Action item » Without the pictures, restate all of the data below word for word.

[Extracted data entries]
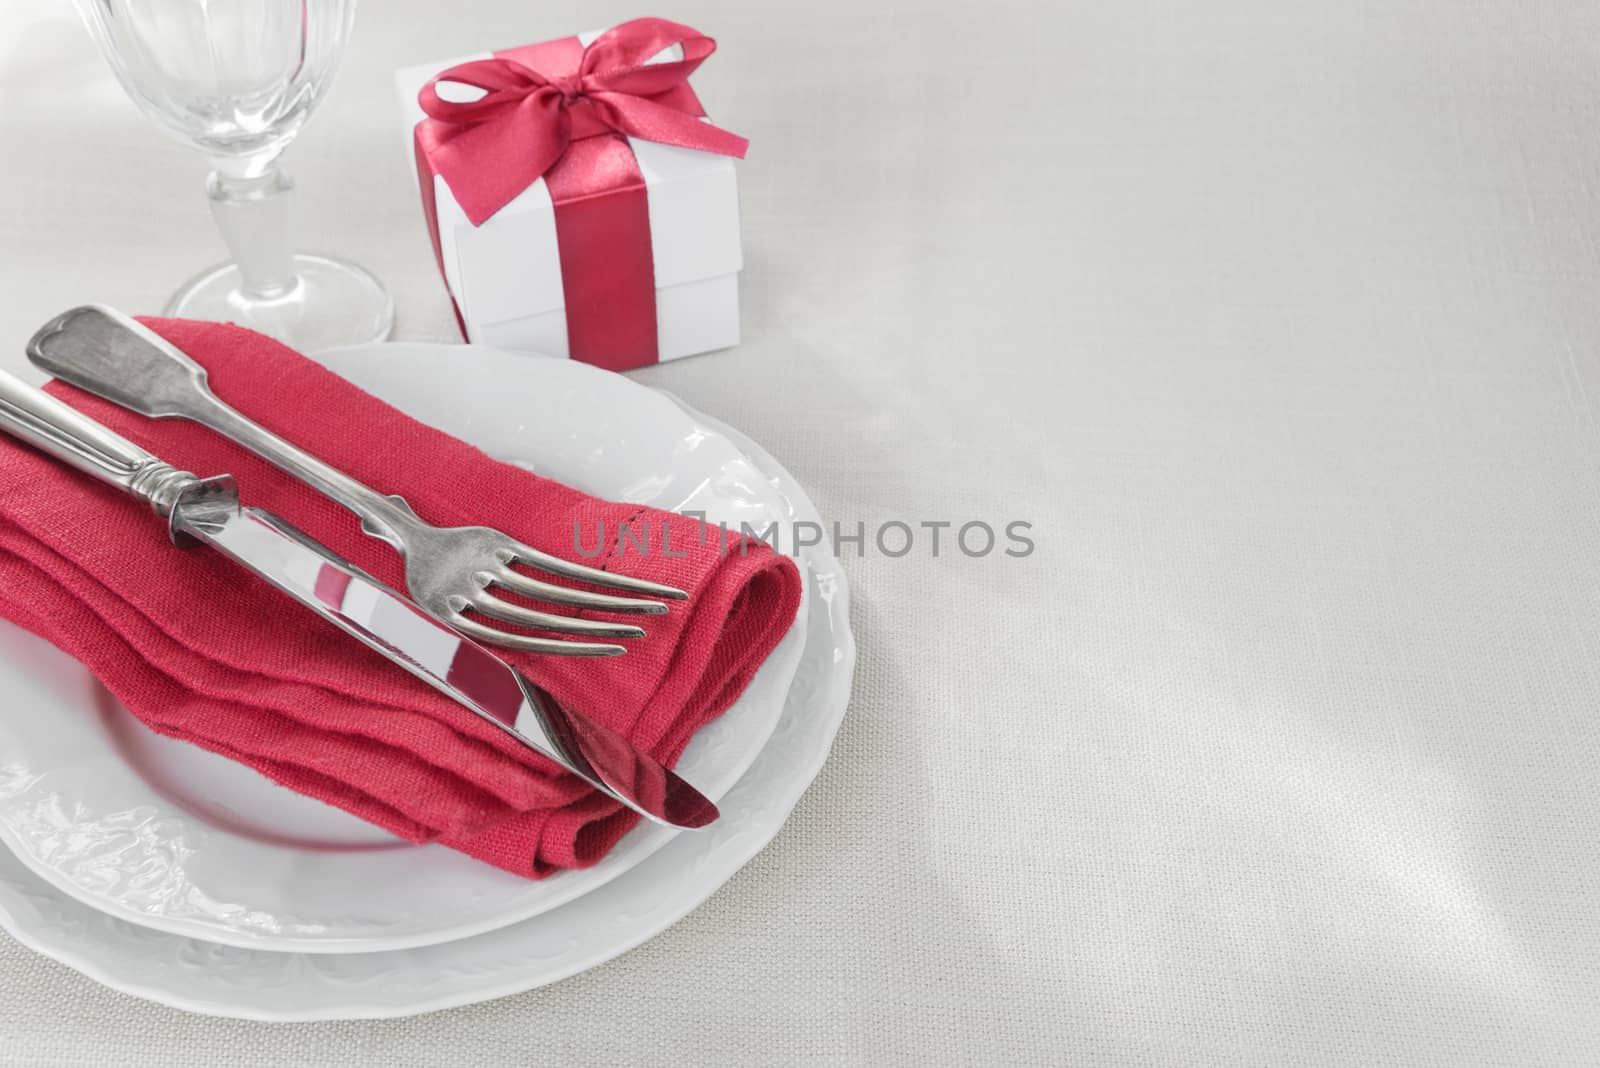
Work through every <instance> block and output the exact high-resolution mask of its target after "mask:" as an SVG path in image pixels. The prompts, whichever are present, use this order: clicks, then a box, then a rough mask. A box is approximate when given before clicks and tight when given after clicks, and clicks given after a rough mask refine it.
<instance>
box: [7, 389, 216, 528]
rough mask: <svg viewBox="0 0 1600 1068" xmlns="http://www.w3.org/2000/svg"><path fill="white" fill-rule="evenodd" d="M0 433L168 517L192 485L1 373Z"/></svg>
mask: <svg viewBox="0 0 1600 1068" xmlns="http://www.w3.org/2000/svg"><path fill="white" fill-rule="evenodd" d="M0 430H5V432H6V433H10V435H11V436H13V438H19V440H22V441H26V443H29V444H32V446H35V448H37V449H40V451H43V452H45V454H48V456H53V457H54V459H58V460H62V462H64V464H69V465H70V467H75V468H78V470H80V472H85V473H88V475H93V476H94V478H99V480H101V481H104V483H110V484H112V486H115V488H117V489H122V491H123V492H126V494H131V496H134V497H138V499H139V500H144V502H146V504H149V505H150V507H152V508H154V510H155V513H157V515H160V516H163V518H165V516H170V515H171V512H173V505H174V504H176V502H178V497H179V496H181V494H182V492H184V491H186V489H187V488H190V486H194V484H195V483H197V481H200V480H197V478H195V476H194V475H190V473H189V472H181V470H178V468H176V467H173V465H171V464H166V462H163V460H158V459H157V457H154V456H150V454H149V452H146V451H144V449H141V448H139V446H136V444H134V443H133V441H128V440H126V438H123V436H122V435H118V433H114V432H110V430H107V428H106V427H102V425H99V424H98V422H94V420H93V419H90V417H88V416H85V414H83V412H80V411H75V409H72V408H67V406H66V404H64V403H61V401H59V400H56V398H54V397H51V395H50V393H45V392H43V390H37V389H34V387H32V385H27V384H26V382H22V381H21V379H18V377H13V376H11V374H6V373H5V371H0Z"/></svg>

Output for this task »
Work through every <instance> block and output the exact high-resolution mask of its target after "mask:" as an SVG path in image pixels. The prompts, whichever are present, use this order: clicks, then a box, then a rough mask. A box is approximate when given before clicks and tight when given after clicks, and clicks given after a rough mask refine it.
<instance>
box: [7, 389, 216, 528]
rough mask: <svg viewBox="0 0 1600 1068" xmlns="http://www.w3.org/2000/svg"><path fill="white" fill-rule="evenodd" d="M0 433L168 517L192 485L1 373Z"/></svg>
mask: <svg viewBox="0 0 1600 1068" xmlns="http://www.w3.org/2000/svg"><path fill="white" fill-rule="evenodd" d="M0 430H5V432H6V433H10V435H11V436H13V438H19V440H22V441H26V443H29V444H32V446H35V448H37V449H40V451H43V452H45V454H48V456H53V457H54V459H58V460H62V462H64V464H69V465H70V467H75V468H78V470H80V472H85V473H88V475H93V476H94V478H99V480H101V481H104V483H110V484H112V486H115V488H117V489H122V491H123V492H126V494H131V496H134V497H138V499H139V500H144V502H146V504H149V505H150V507H152V508H154V510H155V513H157V515H160V516H163V518H165V516H170V515H171V512H173V505H174V504H176V502H178V497H179V496H181V494H182V492H184V491H186V489H187V488H190V486H194V484H195V483H197V481H200V480H197V478H195V476H194V475H190V473H189V472H181V470H178V468H176V467H173V465H171V464H166V462H163V460H158V459H157V457H154V456H150V454H149V452H146V451H144V449H141V448H139V446H136V444H134V443H133V441H128V440H126V438H123V436H122V435H118V433H114V432H110V430H107V428H106V427H102V425H99V424H98V422H94V420H93V419H90V417H88V416H85V414H83V412H80V411H75V409H72V408H67V406H66V404H64V403H61V401H59V400H56V398H54V397H51V395H50V393H45V392H43V390H37V389H34V387H32V385H27V384H26V382H22V381H21V379H18V377H13V376H11V374H6V373H5V371H0Z"/></svg>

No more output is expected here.